Image boundary annotation data:
>> BEGIN

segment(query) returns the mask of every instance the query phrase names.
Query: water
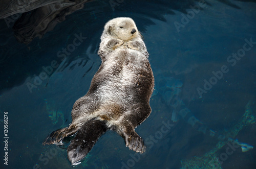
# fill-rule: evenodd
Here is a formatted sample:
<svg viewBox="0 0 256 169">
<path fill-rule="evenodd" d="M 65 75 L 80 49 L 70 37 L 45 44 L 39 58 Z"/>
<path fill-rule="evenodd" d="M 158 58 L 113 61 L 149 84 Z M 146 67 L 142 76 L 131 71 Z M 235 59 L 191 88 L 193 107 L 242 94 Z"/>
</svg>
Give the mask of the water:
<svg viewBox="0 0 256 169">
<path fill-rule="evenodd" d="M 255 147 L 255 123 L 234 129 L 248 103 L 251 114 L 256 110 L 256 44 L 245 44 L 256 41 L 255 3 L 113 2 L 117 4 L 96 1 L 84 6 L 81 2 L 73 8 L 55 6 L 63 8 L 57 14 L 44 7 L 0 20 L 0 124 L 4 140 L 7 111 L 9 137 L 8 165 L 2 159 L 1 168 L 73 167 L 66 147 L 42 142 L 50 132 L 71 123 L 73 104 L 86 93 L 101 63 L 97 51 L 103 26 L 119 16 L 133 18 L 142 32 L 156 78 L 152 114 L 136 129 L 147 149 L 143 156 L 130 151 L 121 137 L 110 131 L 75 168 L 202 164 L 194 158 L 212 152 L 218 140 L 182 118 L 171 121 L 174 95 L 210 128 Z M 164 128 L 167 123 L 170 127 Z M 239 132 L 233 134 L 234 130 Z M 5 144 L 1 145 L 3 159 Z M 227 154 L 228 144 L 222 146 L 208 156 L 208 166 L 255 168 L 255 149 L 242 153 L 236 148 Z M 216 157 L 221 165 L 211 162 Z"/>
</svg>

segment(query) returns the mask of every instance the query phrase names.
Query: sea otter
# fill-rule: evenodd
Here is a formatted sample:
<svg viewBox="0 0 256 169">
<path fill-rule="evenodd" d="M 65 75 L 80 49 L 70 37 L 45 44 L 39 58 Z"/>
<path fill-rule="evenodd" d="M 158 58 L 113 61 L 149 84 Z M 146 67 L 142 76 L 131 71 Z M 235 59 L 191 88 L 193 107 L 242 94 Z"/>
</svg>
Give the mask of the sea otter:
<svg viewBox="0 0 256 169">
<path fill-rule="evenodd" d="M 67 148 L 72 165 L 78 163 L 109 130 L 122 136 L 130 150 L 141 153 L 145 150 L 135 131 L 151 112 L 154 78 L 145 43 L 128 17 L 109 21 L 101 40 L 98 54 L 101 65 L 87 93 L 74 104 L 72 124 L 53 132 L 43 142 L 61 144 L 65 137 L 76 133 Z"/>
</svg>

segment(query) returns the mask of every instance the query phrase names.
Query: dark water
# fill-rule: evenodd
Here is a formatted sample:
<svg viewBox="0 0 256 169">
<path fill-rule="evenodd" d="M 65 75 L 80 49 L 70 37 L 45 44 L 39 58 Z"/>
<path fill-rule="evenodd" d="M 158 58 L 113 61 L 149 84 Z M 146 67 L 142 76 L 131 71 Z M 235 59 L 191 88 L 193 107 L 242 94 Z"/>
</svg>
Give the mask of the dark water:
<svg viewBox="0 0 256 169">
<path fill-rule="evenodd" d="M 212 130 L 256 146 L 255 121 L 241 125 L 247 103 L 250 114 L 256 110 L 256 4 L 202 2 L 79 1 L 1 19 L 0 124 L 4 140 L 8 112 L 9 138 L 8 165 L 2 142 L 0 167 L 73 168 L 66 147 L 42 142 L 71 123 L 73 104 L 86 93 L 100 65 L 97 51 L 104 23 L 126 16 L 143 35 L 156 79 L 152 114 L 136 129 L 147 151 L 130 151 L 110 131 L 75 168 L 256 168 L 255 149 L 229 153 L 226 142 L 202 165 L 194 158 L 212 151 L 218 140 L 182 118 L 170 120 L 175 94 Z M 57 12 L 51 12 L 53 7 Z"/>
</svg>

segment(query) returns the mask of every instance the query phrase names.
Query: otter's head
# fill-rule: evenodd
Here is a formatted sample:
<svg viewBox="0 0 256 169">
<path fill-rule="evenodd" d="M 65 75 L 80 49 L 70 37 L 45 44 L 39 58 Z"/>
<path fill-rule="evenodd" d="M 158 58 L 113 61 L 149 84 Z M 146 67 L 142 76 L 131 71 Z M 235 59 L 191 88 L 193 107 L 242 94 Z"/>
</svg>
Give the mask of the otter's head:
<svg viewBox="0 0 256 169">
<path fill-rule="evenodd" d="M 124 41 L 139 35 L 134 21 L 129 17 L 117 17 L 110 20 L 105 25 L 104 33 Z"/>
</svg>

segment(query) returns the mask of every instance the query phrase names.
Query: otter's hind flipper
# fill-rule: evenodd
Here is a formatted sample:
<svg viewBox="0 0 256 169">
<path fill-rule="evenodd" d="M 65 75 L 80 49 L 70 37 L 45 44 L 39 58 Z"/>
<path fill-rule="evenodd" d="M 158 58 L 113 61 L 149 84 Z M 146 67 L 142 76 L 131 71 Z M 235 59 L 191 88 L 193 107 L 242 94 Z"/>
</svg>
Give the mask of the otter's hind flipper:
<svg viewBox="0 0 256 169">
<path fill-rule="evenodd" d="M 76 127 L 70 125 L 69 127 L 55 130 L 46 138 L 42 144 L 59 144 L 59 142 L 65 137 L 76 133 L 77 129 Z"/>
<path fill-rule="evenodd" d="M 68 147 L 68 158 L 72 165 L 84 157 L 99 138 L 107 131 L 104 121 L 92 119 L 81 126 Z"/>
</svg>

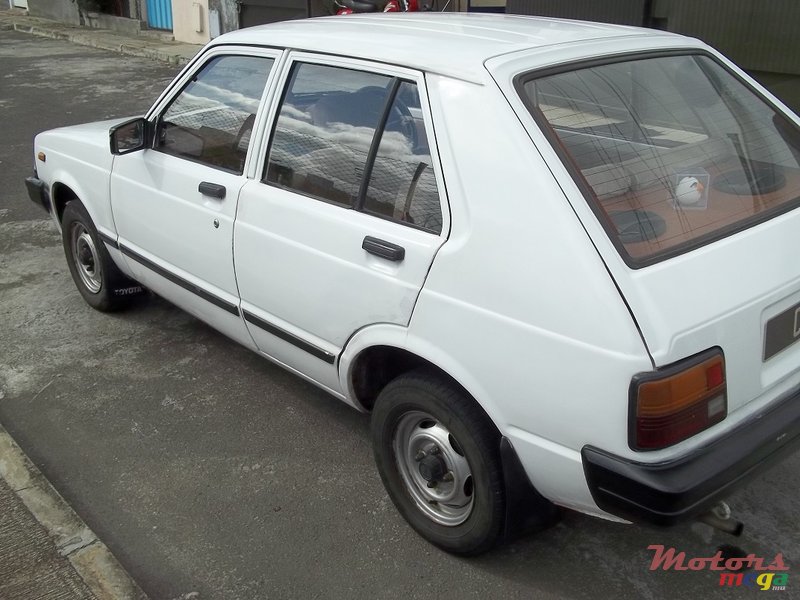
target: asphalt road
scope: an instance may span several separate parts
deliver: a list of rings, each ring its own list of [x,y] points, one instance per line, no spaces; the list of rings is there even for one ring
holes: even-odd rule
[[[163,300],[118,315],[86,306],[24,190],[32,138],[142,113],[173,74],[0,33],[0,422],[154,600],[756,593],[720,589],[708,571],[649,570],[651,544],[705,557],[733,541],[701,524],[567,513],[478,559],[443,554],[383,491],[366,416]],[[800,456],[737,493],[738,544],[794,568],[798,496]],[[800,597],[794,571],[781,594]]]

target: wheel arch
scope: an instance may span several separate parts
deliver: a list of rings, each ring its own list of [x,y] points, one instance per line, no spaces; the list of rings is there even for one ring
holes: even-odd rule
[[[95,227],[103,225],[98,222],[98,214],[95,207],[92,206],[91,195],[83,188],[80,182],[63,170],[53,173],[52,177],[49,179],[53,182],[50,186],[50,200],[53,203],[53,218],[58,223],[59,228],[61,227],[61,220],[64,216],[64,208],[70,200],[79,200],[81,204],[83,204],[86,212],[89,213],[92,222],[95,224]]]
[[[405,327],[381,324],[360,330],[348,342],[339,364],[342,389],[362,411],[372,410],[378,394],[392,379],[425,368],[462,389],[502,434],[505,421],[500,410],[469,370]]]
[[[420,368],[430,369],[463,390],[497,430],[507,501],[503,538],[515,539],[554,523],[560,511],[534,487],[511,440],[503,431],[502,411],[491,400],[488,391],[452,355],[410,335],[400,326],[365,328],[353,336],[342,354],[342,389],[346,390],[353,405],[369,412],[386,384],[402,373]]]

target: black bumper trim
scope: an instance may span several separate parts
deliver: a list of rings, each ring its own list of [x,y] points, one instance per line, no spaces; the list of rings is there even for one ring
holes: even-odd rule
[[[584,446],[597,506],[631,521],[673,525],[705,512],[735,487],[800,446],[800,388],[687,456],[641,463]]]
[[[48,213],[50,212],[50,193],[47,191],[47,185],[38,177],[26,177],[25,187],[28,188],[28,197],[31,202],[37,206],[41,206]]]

>> END

» Brief
Copy every line in the rows above that contains the string "flipper", matching case exactly.

» Full output
Query: otter's hind flipper
Give the mask of the otter's hind flipper:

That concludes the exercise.